Stated task
Exact copies are required of the lines from the line containing "Could you mark every instance of the one-way" through the final line of the listing, both included, and of no other lines.

Named object pointing entries
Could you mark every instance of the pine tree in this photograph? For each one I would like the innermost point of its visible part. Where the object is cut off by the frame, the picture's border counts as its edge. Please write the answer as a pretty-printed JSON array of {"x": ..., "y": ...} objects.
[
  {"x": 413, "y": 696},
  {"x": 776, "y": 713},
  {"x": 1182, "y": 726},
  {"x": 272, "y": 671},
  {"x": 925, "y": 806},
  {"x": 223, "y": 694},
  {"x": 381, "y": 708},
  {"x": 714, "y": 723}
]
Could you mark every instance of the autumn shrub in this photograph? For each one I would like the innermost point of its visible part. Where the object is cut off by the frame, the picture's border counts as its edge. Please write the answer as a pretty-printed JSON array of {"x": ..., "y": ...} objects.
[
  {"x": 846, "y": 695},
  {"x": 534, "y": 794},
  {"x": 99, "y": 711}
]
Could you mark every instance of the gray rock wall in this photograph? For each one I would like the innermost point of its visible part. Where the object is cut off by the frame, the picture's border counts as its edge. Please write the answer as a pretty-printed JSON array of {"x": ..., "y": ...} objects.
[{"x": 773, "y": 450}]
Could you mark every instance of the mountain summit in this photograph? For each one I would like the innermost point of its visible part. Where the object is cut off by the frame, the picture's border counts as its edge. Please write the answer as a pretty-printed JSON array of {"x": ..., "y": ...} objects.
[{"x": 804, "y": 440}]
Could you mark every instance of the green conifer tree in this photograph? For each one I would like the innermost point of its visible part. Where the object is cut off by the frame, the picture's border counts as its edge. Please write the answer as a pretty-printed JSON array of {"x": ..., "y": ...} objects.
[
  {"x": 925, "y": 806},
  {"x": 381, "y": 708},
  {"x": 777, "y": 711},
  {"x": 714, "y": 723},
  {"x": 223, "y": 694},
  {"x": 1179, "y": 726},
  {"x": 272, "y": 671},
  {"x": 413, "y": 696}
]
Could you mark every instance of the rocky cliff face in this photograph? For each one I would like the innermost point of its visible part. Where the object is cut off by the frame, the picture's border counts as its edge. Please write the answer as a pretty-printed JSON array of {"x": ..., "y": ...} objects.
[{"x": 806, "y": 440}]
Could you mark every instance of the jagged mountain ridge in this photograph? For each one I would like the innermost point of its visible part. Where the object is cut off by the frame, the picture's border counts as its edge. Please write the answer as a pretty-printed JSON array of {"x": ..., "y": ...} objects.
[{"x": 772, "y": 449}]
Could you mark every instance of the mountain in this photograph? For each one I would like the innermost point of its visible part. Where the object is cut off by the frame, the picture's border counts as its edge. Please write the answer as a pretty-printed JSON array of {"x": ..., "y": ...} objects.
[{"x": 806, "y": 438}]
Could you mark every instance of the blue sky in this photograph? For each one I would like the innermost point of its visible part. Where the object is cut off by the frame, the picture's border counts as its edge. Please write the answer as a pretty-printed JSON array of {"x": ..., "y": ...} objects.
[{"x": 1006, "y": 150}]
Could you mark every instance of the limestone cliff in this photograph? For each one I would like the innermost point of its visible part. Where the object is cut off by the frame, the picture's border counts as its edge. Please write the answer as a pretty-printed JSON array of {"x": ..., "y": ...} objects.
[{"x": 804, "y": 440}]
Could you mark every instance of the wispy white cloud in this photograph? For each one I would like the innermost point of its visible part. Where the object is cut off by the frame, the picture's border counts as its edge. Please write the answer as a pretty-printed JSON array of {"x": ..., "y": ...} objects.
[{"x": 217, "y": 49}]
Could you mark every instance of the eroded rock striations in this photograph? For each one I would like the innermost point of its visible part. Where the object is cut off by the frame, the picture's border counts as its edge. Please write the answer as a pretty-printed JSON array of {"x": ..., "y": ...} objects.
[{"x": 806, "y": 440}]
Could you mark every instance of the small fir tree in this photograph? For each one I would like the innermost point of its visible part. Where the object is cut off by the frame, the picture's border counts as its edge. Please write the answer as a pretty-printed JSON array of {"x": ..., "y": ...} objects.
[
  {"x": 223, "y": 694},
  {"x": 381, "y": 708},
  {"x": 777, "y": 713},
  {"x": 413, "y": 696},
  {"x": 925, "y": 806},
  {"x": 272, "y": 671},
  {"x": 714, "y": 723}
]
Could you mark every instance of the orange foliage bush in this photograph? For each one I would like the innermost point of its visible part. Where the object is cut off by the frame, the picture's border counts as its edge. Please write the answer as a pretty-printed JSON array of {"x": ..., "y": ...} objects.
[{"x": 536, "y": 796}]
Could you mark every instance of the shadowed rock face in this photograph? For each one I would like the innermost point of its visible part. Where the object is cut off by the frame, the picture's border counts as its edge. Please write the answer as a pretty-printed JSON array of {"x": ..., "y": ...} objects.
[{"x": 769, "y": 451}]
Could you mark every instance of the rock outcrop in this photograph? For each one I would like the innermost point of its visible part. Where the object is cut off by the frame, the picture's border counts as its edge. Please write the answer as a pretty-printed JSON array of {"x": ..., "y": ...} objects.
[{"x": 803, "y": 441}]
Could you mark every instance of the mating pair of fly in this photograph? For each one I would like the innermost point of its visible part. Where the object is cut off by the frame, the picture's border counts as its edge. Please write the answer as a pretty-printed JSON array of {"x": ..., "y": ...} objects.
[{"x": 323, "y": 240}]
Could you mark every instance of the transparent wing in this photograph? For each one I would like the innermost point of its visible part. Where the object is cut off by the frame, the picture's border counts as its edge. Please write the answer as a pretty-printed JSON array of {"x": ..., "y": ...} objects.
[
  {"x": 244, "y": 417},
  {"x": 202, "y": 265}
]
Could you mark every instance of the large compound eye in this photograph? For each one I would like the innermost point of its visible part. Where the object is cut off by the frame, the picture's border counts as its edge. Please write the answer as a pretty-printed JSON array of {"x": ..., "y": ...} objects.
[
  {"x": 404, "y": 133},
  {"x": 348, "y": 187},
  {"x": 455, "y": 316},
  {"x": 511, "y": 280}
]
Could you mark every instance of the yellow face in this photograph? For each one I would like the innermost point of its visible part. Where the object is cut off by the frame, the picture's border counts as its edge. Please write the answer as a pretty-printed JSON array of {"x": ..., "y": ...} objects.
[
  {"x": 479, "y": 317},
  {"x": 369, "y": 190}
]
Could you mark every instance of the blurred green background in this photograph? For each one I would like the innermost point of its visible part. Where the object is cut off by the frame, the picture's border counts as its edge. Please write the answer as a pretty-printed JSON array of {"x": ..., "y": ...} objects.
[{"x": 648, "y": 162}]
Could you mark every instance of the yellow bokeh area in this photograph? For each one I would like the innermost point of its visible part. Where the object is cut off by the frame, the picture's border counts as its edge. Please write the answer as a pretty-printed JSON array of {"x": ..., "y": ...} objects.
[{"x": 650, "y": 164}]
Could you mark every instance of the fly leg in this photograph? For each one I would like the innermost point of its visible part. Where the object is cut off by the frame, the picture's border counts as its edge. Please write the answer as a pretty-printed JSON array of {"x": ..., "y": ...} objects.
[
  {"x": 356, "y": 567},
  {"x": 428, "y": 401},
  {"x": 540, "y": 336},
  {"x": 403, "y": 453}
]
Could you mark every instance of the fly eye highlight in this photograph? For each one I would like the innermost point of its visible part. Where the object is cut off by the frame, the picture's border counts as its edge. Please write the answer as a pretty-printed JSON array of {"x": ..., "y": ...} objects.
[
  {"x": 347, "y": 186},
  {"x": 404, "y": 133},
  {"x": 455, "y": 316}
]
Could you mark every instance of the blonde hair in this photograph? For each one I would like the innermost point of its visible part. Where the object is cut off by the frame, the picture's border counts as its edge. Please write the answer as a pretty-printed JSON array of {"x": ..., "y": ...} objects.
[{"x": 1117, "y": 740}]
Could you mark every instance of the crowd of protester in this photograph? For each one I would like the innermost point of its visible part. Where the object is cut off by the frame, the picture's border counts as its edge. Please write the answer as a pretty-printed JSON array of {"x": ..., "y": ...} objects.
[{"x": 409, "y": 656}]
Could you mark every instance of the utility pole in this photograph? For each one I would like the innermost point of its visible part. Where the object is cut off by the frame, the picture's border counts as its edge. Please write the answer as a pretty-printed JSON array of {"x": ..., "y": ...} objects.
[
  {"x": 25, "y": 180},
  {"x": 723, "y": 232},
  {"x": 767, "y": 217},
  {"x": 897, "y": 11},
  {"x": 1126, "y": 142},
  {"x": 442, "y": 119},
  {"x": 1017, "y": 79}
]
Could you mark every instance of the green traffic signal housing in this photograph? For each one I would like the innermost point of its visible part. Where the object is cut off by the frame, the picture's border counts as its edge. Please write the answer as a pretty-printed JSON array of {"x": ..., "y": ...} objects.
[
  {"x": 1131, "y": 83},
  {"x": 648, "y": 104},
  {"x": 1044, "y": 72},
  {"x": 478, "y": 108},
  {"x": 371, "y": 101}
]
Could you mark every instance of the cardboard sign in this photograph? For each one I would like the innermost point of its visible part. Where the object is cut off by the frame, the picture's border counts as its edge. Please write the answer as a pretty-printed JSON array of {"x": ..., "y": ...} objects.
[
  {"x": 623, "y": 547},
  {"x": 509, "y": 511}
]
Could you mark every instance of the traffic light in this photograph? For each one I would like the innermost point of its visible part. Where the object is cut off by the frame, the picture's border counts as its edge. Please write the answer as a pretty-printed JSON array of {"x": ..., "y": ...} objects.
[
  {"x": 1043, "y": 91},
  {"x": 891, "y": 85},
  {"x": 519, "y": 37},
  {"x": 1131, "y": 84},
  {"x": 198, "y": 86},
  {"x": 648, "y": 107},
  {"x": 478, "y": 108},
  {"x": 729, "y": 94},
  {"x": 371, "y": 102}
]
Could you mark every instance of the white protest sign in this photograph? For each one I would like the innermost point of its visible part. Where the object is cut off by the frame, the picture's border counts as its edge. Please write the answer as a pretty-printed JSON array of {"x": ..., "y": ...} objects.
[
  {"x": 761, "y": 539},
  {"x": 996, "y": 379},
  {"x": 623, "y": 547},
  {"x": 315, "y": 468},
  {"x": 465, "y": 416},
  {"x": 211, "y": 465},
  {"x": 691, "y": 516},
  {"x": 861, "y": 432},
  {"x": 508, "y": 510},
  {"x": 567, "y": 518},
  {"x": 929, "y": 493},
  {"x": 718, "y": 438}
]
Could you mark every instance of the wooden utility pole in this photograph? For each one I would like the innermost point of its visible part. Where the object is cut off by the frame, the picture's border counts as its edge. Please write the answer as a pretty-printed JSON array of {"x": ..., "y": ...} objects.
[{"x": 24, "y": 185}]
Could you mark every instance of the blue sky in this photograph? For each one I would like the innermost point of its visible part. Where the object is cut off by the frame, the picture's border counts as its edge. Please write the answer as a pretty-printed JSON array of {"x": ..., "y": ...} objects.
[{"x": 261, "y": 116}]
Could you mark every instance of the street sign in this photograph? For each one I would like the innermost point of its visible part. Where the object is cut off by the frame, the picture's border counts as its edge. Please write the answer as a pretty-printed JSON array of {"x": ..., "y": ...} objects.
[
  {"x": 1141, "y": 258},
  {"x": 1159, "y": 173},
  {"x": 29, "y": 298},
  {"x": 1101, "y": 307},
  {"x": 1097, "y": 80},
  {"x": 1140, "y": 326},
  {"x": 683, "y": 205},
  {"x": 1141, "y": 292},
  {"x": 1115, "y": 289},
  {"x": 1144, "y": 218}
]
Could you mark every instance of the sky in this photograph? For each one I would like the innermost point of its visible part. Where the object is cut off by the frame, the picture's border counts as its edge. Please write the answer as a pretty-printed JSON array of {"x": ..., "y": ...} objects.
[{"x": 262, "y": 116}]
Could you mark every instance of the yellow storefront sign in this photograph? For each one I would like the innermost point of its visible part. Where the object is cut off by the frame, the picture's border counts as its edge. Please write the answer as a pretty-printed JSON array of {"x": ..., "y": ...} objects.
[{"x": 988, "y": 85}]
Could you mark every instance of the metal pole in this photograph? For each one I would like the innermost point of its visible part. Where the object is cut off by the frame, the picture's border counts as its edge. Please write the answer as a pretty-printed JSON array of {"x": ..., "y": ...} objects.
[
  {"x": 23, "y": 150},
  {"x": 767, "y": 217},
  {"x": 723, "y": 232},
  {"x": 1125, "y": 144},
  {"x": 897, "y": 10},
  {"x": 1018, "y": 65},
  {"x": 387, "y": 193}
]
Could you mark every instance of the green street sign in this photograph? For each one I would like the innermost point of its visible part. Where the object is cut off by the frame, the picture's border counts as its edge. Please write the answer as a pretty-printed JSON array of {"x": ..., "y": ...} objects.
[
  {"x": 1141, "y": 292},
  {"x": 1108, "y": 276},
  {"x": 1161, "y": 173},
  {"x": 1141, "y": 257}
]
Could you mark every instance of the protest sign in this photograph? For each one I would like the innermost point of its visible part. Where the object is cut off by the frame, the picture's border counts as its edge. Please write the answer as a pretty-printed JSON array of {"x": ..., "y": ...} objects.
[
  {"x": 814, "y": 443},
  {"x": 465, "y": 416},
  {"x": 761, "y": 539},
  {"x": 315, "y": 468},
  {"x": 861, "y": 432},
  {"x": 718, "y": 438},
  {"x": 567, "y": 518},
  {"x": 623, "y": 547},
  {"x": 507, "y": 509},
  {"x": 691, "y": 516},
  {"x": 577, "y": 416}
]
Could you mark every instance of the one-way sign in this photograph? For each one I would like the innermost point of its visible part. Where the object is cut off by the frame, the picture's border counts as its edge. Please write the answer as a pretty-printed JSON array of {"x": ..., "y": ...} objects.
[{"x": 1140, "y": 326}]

Exercise solution
Could you mark every instance of the one-way sign in this photograph? For each one I would like the innermost point of its visible part. Where the object is cut off by the frame, the picture's border counts as its edge. Please write the answer as a pretty-printed JSON array of {"x": ..., "y": ...} objects.
[{"x": 1140, "y": 326}]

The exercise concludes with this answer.